AIM OF THE EXERCISE: From the entries below, reproduce exactly the line containing "of the driftwood", the line containing "of the cloudy", and every line in between, with nothing added.

Items from a data source:
##############################
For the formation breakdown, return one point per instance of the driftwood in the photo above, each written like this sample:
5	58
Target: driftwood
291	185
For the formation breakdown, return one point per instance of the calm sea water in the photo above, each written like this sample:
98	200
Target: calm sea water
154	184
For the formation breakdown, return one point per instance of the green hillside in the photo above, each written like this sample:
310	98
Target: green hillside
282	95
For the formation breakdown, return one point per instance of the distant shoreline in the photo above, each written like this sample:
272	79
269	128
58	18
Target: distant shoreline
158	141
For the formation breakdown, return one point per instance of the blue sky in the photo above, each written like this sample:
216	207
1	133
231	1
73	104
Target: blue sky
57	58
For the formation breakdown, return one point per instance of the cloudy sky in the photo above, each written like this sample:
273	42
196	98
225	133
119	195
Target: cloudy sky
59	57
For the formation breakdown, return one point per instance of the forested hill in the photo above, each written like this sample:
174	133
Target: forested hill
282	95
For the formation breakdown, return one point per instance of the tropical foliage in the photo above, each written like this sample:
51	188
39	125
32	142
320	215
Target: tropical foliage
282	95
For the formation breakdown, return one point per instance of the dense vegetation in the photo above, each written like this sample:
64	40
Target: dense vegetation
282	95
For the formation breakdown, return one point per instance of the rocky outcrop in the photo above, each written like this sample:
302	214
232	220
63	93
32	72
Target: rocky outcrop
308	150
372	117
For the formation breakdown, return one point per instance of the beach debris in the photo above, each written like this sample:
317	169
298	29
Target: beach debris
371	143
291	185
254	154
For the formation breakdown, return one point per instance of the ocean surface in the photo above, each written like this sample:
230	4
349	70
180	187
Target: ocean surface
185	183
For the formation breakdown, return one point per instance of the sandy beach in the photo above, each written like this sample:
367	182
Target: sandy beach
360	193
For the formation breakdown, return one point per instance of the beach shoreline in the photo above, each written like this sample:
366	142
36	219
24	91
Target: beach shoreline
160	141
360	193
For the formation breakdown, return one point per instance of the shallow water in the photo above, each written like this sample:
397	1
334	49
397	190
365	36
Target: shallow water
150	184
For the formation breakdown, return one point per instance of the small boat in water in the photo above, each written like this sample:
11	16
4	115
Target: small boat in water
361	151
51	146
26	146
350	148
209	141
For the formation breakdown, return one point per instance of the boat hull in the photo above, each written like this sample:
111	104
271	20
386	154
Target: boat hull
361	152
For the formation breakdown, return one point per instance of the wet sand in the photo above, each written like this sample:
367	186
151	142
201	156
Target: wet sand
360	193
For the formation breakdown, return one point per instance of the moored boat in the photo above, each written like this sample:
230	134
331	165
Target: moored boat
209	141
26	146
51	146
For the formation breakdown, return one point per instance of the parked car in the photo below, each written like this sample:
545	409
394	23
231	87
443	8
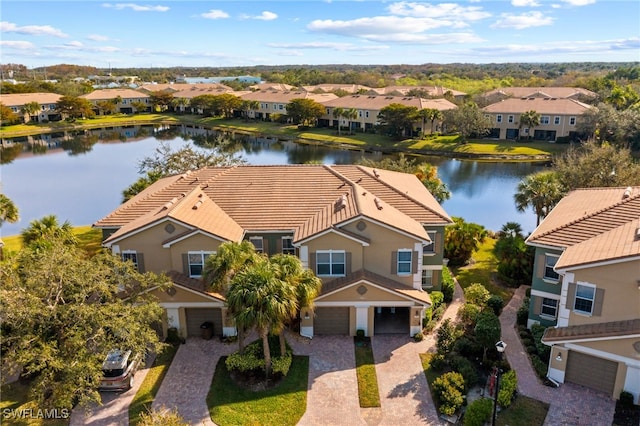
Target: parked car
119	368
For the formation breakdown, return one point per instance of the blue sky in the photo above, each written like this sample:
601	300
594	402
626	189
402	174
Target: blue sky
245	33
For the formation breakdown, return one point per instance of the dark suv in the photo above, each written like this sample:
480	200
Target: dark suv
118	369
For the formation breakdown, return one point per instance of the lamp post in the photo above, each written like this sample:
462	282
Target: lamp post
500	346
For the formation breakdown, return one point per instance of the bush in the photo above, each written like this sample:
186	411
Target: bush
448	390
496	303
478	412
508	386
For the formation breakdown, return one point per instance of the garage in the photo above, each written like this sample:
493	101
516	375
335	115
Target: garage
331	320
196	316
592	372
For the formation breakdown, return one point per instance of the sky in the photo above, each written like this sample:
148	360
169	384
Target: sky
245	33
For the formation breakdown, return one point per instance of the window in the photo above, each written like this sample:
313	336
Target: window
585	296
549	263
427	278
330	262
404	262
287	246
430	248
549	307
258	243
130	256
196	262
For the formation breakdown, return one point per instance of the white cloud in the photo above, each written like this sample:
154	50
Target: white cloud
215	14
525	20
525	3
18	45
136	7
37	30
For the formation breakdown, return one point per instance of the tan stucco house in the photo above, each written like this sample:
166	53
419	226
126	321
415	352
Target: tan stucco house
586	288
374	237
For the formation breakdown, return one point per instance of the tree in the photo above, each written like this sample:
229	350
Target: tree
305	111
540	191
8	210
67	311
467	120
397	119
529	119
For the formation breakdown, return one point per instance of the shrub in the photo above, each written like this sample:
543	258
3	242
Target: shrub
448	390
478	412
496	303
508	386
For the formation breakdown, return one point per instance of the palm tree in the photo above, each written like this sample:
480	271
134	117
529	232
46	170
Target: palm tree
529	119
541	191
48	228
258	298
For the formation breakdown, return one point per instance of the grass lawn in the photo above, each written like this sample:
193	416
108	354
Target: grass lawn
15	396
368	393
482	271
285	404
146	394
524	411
##############################
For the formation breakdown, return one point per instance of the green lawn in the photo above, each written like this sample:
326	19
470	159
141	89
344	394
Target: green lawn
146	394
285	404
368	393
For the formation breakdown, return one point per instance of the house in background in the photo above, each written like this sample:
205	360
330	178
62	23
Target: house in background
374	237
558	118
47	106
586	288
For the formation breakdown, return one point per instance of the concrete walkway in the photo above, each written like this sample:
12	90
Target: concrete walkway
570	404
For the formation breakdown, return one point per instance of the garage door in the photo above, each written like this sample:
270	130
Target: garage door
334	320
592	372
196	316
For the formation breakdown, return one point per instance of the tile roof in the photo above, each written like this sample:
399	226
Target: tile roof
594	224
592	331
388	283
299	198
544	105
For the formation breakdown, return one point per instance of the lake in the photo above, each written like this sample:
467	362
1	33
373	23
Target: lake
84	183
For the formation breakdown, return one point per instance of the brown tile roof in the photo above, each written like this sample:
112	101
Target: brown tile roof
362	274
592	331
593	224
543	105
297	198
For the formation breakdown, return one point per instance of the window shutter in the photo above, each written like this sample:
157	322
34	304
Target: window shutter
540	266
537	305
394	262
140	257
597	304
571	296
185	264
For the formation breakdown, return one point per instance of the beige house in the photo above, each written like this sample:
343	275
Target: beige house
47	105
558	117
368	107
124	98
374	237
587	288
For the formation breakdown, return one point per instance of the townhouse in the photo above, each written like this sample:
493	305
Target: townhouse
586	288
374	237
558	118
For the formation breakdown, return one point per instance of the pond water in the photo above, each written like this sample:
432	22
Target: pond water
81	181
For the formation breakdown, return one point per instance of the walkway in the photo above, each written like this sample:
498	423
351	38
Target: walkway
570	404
##############################
EXPECTED ANSWER:
For the formation breakdown, return one point per instance of the driftwood in the photo above, each written like this sample:
5	58
Target: driftwood
291	185
For the formation breakdown, return one point per instance of the calm sea water in the photo above, each written like this sample:
98	200
Target: calm sea water
154	184
For the formation breakdown, return one point per instance of the green hillside in the photo above, each written like this sample:
310	98
Target: green hillside
282	95
For the formation breakdown, return one point per instance of the distant shoreline in the photo above, each written like this sample:
272	79
269	128
58	18
Target: distant shoreline
158	141
For the formation breakdown, return one point per instance of the blue sky in the photo above, each written like this sample:
216	207
1	133
231	1
73	104
Target: blue sky
57	58
For the formation breakdown, return one point per instance of the cloudy sky in the photo above, each written like this sample:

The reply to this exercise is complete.